### What is needed
Find each line in the rows below that contains the string "cluster", matching case exactly, and copy those lines.

Rows from a dataset

--- Begin ---

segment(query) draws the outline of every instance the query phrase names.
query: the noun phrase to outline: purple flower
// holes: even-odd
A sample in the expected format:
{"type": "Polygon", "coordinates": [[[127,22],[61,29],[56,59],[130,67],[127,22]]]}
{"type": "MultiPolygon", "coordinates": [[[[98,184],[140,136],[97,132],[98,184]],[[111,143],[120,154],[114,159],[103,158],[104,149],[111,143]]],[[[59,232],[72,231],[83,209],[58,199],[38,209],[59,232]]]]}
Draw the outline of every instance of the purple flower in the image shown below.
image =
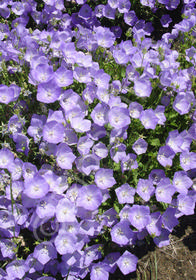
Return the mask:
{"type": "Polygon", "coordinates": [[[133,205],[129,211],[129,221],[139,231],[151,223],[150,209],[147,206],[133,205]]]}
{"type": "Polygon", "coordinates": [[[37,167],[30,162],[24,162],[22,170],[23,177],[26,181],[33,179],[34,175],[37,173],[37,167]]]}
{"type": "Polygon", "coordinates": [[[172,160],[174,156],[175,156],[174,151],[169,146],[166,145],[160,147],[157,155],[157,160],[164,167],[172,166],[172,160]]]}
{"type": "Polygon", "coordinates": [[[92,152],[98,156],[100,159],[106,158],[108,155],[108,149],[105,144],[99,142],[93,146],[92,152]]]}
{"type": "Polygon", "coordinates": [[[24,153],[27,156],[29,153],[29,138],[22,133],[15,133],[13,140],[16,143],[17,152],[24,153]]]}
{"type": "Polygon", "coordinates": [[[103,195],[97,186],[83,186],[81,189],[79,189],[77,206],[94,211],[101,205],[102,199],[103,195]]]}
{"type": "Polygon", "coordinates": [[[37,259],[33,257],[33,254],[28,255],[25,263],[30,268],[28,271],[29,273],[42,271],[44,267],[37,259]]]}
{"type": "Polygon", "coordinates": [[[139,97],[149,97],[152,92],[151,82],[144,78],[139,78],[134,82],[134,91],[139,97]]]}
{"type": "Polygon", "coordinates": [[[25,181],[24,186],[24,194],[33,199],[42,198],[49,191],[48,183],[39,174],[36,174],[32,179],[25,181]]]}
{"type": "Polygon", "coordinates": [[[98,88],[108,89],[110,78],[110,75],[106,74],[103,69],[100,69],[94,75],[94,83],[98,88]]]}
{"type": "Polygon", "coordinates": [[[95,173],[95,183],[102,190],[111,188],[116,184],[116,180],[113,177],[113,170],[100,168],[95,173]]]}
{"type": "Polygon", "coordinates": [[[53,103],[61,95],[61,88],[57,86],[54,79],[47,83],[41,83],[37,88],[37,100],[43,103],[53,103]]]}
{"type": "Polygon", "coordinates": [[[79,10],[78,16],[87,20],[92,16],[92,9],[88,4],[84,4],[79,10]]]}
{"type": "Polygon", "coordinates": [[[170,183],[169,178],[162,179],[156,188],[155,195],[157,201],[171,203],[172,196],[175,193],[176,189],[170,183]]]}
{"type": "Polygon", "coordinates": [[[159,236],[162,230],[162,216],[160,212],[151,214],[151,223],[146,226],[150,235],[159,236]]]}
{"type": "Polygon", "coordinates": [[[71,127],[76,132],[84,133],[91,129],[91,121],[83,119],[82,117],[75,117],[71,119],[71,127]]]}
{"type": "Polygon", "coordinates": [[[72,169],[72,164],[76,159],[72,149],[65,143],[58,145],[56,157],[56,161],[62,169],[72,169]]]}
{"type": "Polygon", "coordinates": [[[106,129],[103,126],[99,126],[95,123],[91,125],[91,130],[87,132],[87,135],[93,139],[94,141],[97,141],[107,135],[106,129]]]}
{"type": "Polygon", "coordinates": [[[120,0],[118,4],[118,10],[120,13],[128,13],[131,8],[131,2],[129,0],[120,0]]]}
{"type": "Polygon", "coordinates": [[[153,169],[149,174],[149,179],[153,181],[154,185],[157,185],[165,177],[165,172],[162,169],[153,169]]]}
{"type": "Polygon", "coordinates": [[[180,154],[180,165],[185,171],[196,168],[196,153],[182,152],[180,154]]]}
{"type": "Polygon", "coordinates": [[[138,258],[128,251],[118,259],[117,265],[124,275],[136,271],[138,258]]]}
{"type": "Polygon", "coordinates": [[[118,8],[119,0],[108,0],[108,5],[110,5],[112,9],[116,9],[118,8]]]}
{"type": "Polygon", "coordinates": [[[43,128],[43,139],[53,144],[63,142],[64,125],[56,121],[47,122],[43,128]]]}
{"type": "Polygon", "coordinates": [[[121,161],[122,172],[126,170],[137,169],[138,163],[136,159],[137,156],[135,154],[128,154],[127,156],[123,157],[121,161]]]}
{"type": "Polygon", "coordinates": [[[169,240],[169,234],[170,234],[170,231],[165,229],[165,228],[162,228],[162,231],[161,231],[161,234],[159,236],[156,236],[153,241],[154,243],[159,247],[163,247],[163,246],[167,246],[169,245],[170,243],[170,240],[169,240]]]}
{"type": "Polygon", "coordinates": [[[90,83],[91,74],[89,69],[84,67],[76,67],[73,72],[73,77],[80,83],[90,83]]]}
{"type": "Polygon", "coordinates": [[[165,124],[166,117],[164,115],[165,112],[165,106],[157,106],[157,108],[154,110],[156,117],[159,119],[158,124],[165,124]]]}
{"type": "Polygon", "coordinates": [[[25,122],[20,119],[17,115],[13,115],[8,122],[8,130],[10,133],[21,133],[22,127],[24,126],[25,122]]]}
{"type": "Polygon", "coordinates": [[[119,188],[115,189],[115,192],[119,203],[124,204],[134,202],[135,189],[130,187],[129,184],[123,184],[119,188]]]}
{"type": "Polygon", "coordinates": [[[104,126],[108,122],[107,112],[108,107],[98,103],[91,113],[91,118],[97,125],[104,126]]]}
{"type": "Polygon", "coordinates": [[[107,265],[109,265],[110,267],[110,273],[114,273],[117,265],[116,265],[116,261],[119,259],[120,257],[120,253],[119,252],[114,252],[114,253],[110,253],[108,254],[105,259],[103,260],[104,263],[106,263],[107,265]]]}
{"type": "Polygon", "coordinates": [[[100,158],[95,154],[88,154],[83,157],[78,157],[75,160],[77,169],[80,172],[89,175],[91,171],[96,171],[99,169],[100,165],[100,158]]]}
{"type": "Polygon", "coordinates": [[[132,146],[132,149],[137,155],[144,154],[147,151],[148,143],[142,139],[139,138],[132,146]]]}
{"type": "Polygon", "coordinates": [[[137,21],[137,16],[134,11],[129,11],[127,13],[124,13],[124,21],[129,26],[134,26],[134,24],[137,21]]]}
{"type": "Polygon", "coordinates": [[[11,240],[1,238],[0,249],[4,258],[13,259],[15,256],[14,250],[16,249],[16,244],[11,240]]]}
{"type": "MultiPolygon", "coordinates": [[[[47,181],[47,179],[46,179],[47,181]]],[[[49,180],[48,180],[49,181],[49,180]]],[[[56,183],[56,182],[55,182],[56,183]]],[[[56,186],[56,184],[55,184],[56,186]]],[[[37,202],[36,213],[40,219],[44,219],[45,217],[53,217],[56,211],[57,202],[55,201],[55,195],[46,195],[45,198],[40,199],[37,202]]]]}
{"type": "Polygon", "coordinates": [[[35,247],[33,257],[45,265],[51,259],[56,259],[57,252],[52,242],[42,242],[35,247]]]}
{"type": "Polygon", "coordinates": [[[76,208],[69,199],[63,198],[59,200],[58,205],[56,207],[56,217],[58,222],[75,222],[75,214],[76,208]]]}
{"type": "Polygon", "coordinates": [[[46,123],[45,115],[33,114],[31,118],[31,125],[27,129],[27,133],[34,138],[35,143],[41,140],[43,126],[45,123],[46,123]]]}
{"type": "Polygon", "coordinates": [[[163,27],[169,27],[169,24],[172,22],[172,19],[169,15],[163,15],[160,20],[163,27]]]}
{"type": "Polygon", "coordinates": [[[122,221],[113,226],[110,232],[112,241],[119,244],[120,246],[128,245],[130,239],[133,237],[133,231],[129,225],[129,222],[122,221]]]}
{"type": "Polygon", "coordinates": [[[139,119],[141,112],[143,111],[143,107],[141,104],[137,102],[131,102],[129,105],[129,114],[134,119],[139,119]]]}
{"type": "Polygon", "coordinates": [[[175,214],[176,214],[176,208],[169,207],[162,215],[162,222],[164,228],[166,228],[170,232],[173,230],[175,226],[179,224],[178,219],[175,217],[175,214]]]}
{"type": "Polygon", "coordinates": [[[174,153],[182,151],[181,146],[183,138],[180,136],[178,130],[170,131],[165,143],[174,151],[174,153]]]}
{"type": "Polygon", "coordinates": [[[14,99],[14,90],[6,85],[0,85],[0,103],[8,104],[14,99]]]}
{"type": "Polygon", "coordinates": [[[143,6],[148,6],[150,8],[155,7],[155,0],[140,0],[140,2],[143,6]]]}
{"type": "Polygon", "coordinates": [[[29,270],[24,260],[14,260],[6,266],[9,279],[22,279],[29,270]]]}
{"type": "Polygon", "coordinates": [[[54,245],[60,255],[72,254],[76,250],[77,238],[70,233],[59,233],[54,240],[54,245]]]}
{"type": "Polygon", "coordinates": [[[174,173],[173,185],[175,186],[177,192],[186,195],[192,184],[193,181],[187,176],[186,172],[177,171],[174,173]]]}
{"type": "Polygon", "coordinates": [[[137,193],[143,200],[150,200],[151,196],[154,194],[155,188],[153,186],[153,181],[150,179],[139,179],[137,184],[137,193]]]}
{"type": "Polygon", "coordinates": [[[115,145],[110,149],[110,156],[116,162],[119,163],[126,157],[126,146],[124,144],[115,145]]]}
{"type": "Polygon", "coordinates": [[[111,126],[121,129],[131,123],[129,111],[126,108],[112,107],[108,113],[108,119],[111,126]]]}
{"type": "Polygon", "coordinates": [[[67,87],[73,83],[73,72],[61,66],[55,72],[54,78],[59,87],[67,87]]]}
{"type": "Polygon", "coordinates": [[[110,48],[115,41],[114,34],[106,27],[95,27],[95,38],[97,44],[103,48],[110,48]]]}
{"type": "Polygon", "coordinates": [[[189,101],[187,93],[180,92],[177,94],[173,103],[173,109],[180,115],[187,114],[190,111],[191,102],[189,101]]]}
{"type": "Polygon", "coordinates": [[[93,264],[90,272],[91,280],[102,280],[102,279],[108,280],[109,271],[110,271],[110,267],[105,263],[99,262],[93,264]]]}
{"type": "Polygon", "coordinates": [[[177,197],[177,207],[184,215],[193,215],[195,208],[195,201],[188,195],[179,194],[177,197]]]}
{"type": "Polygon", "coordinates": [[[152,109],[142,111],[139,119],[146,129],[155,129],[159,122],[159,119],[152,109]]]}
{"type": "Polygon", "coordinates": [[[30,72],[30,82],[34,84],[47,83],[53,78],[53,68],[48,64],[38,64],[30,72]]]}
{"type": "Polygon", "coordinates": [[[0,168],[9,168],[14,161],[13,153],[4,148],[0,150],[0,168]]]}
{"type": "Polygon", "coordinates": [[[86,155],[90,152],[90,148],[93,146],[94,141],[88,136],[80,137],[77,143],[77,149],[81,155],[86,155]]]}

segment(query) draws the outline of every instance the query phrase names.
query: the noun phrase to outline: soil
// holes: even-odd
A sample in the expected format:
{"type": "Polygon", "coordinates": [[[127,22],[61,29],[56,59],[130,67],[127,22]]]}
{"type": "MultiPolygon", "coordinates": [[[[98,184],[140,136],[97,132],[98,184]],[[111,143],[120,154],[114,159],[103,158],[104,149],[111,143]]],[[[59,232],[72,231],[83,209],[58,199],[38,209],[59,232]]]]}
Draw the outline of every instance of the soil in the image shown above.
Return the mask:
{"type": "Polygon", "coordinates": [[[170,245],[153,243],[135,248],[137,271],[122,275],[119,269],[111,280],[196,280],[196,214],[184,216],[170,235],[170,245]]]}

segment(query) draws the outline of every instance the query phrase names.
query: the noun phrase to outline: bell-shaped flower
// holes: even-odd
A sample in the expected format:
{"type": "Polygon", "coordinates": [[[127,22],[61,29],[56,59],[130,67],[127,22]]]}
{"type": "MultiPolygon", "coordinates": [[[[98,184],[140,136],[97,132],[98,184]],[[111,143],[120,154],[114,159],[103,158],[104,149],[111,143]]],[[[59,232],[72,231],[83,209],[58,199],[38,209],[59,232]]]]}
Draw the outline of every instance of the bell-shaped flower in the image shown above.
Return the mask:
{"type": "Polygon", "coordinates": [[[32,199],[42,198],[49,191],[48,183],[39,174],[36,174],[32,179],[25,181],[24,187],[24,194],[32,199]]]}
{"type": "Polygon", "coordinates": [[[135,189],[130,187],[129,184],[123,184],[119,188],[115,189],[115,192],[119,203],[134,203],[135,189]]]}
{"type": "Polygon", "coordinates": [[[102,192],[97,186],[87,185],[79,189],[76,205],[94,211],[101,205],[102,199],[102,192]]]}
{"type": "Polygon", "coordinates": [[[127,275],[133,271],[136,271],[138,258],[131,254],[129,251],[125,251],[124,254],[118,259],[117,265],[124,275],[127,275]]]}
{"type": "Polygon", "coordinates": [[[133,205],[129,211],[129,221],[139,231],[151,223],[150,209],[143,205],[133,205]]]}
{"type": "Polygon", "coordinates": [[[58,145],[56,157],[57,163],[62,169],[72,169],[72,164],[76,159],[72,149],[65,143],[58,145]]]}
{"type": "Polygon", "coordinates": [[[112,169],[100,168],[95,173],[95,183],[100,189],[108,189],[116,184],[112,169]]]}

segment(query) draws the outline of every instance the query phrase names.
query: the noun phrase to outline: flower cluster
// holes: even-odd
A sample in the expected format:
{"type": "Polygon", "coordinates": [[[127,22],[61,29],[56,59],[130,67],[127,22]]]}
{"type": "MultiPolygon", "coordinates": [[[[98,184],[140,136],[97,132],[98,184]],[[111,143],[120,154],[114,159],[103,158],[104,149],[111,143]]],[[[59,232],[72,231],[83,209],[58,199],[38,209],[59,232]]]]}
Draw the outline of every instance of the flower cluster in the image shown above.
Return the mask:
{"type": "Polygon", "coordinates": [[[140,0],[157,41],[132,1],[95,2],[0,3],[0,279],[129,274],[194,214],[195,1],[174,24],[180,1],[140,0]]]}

--- End ---

### Complete answer
query: the noun phrase to outline: flower cluster
Draw the outline of every instance of the flower cluster in the image shown above.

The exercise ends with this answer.